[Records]
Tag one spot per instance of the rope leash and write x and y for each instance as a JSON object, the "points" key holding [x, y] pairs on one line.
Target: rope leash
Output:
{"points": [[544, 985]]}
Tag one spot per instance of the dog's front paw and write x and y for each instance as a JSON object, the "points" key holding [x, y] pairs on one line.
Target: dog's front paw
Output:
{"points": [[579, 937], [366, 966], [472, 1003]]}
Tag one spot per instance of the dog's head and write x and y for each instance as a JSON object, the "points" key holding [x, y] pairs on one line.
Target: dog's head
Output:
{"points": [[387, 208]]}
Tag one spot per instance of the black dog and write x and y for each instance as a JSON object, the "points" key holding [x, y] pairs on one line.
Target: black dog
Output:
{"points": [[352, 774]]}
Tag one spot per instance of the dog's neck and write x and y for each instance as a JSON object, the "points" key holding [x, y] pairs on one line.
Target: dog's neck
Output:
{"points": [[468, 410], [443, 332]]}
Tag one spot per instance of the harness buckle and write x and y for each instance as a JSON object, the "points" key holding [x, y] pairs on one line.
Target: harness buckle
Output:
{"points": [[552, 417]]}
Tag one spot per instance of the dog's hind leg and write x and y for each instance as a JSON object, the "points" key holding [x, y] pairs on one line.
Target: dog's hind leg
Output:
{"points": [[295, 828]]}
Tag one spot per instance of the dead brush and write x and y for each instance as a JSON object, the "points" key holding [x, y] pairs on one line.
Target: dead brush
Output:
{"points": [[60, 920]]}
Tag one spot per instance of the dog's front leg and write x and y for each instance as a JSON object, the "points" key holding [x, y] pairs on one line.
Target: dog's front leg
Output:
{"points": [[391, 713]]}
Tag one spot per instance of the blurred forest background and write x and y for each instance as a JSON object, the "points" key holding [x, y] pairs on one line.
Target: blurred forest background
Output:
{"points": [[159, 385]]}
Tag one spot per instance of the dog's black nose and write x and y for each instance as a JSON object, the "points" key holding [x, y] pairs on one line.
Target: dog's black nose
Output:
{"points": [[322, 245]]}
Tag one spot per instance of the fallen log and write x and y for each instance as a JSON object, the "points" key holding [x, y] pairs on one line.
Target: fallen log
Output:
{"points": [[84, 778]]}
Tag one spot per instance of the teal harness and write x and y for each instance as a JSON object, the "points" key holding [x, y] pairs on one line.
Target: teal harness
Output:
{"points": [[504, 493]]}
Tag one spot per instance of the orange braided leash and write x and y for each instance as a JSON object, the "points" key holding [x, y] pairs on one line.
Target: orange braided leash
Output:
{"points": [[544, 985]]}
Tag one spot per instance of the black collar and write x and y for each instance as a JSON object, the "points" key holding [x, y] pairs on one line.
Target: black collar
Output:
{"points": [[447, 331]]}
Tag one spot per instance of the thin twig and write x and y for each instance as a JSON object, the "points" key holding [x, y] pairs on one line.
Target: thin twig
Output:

- **EXERCISE PROMPT**
Copy the listing above word for word, keeping every line in its original order.

- **CORRECT RESPONSE**
Tag one spot per instance of the rope leash and write x and y for each instance as a JSON object, the "points" key holding [x, y] pairs on one line.
Target: rope leash
Output:
{"points": [[544, 985]]}
Tag one spot per instance of the dog's front paw and write x and y for each instance as a JSON object, the "points" key holding [x, y] pairs on one line.
Target: dog's front paw
Output:
{"points": [[579, 937], [366, 966], [472, 1003]]}
Tag one spot per instance of the dog's head and write x and y for each instance as a JSON object, the "points" key holding [x, y] pairs on one line.
Target: dog's head
Output:
{"points": [[387, 208]]}
Tag one spot per instance of the black dog and write x and y for each instance as a JSON object, the "points" key holding [x, y] pairs on one line.
Target: black dog
Output:
{"points": [[352, 774]]}
Tag one spot per instance of the dog's neck and write x and y for each instance as a JSON object, the "points" key holding [x, y] pairs on one line.
Target: dog's neck
Output:
{"points": [[468, 410], [443, 332]]}
Tag one spot per instance of the harness buckle and write x and y for each instance as a JSON object, the "points" key holding [x, y] pairs on one line.
Target: harness buckle
Output:
{"points": [[552, 417]]}
Tag one spot per instance of the dog's hind leg and write x and y for each instance as a JSON object, the "points" key holding [x, y] pairs on one line.
Target: dog's hind leg
Output:
{"points": [[295, 828]]}
Tag one spot per instance of the dead brush and write x and y for each instance as a JSON object, the "points" key holding [x, y] pairs on one line.
Target: dead brush
Output:
{"points": [[60, 920]]}
Tag one spot per instance of the dog's front leg and write x and y for each instance as a JSON object, the "points" key holding [x, y] pairs on one line.
Target: dog's front leg
Output:
{"points": [[391, 713]]}
Tag one spot per instance of the blurred forest background and write x and y for each instance as a JSON object, the "points" key holding [x, y] pairs on one line.
Target: blurred forest background
Output:
{"points": [[159, 385]]}
Tag one spot per instance of the dog's black nose and write x and y for each instance as a JSON object, the "points" key holding [x, y] pairs on one line.
Target: dog's black nose
Output:
{"points": [[322, 245]]}
Tag one spot per instance of the fallen log and write x and y for each instance as a JSON object, the "points" key holding [x, y] pairs on one line.
Target: fallen log
Output:
{"points": [[84, 778]]}
Tag one spot per instance of the teal harness and write x and y for each instance as a JSON object, the "points" key holding [x, y] pairs on one line.
Target: teal harness
Output:
{"points": [[504, 493]]}
Tag one spot per instance of the orange braided leash and write x and y for each instance as a JSON object, the "points" key holding [x, y] pairs on one line.
Target: orange braided leash
Output:
{"points": [[544, 985]]}
Tag one spot per instance of the black collar and write x and y for each instance as a JSON object, the "points" key holding [x, y] pairs on one line.
Target: black collar
Output:
{"points": [[447, 331]]}
Tag one spot per instance of the thin twig and write x and y for each instance as a JSON object, the "points" key holding [x, y] pairs on one line.
Target: thin twig
Output:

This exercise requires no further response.